Dataset items
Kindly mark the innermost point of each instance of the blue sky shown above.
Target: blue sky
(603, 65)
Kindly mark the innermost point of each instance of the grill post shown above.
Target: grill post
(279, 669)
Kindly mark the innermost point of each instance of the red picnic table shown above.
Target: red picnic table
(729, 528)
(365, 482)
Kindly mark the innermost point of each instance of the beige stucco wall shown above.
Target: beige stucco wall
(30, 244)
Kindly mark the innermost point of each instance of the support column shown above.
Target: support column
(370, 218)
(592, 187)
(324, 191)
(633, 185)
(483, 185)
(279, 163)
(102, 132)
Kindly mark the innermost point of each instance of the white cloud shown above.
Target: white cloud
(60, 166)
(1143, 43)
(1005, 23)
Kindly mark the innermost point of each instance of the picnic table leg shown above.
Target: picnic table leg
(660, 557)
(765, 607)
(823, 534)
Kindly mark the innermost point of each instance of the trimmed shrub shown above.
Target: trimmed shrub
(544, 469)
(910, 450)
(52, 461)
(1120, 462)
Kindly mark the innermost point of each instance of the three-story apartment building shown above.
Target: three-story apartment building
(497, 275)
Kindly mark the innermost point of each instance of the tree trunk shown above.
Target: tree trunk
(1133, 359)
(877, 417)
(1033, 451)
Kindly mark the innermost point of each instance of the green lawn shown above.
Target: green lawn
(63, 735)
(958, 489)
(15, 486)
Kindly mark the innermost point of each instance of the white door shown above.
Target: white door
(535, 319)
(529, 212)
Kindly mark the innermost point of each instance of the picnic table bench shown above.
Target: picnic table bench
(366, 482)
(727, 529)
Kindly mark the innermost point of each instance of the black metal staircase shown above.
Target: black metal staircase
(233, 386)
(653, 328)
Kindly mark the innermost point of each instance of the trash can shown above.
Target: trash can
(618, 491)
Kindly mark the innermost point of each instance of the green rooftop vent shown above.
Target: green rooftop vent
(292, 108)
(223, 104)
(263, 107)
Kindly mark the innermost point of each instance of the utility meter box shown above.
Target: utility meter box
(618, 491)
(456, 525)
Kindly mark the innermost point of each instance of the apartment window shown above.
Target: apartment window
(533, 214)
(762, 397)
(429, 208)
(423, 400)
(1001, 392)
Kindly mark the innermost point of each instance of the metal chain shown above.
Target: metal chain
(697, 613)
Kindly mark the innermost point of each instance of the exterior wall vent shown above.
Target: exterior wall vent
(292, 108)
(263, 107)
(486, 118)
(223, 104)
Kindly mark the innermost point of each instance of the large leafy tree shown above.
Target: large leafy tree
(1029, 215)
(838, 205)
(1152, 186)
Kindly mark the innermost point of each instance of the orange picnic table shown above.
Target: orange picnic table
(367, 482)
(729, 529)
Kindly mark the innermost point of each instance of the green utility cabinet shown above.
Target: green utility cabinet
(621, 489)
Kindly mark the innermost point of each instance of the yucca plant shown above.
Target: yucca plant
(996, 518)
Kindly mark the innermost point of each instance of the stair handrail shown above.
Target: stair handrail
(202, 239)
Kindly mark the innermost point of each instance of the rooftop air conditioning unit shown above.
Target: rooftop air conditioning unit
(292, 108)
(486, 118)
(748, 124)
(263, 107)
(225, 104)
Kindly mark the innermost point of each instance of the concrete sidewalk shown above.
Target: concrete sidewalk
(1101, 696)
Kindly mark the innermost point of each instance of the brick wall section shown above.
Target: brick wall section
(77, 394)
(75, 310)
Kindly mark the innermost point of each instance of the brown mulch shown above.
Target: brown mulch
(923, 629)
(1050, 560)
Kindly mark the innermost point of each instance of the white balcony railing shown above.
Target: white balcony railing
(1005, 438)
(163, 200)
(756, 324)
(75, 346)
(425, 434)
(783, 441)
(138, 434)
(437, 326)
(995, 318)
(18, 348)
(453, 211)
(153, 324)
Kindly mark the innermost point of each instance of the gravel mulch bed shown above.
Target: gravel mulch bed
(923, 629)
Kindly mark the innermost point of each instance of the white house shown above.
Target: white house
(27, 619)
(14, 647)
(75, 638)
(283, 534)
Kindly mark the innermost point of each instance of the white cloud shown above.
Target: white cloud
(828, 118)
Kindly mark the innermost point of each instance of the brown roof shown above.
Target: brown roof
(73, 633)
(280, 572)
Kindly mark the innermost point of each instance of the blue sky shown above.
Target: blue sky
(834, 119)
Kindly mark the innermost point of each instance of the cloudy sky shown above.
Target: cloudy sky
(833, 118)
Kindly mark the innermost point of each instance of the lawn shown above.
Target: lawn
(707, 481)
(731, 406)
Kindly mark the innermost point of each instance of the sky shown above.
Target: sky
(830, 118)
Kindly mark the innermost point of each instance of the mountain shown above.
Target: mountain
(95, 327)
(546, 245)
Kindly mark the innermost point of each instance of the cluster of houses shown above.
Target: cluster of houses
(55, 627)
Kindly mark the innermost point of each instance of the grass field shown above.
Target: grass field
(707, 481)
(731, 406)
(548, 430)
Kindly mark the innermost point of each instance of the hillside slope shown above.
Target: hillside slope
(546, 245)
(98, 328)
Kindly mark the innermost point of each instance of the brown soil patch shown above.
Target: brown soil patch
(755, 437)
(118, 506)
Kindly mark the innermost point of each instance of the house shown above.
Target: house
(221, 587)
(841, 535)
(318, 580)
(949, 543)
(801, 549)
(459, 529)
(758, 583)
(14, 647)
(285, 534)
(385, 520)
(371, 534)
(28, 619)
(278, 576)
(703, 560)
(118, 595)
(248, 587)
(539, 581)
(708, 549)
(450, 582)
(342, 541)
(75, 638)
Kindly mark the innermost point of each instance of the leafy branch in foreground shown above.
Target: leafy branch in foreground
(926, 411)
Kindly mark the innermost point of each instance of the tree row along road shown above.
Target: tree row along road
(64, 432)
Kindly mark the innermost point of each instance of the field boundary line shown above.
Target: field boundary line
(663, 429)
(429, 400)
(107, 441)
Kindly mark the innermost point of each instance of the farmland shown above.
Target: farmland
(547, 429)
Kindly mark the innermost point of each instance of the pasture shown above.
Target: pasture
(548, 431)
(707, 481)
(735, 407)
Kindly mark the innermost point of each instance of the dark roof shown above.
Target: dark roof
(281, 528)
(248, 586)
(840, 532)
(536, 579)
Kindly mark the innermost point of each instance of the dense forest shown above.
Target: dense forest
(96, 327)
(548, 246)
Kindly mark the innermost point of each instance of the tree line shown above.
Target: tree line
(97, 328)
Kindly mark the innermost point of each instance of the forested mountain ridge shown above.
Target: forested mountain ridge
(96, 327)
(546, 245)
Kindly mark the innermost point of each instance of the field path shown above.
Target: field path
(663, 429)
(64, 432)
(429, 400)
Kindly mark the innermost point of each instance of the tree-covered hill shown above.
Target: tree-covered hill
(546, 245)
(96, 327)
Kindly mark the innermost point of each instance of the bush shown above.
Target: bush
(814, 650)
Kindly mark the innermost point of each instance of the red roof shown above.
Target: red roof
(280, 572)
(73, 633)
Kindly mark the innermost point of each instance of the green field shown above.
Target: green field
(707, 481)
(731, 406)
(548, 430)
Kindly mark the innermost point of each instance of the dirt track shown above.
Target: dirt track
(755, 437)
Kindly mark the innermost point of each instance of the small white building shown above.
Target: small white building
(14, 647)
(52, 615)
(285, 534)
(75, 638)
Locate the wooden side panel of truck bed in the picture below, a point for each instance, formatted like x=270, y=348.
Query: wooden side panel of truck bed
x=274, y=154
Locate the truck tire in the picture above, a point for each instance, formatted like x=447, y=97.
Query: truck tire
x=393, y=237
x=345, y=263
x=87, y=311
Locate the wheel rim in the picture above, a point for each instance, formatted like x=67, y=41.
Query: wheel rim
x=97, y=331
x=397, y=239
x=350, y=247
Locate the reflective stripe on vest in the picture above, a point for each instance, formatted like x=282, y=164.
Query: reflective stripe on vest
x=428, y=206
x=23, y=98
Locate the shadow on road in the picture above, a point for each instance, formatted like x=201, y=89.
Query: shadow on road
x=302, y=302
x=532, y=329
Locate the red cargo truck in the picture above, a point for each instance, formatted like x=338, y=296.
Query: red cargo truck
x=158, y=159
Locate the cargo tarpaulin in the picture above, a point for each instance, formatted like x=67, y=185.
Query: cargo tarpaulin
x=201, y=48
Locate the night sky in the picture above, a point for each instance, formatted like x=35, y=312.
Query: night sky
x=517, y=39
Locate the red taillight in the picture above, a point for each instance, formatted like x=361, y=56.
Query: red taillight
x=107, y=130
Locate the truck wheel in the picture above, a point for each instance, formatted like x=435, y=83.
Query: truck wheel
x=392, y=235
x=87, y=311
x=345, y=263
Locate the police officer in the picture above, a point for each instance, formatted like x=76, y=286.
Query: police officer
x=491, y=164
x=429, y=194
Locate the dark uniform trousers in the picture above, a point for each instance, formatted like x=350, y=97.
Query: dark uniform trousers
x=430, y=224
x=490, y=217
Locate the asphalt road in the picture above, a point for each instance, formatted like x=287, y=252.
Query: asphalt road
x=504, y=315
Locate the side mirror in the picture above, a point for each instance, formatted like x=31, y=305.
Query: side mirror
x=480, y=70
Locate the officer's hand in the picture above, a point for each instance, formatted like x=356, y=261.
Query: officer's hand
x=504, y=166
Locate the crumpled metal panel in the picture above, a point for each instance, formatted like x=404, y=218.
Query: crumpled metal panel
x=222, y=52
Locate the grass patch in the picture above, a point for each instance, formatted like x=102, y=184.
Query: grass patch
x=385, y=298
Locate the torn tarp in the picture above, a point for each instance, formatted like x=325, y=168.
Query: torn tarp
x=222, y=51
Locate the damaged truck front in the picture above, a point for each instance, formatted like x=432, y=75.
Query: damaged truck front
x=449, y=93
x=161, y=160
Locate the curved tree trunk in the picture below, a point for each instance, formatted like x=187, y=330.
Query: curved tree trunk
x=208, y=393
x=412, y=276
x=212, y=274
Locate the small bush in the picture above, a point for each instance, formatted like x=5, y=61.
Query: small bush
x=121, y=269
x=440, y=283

Set problem: Copy the lines above exactly, everything from the line containing "Locate the asphalt" down to the line containing "x=480, y=70", with both of those lines included.

Final result:
Locate the asphalt road in the picture above, a point for each instance, formatted like x=287, y=252.
Query: asphalt road
x=504, y=315
Locate the side mirror in the picture above, a point for each instance, formatted like x=31, y=305.
Query: side mirror
x=480, y=70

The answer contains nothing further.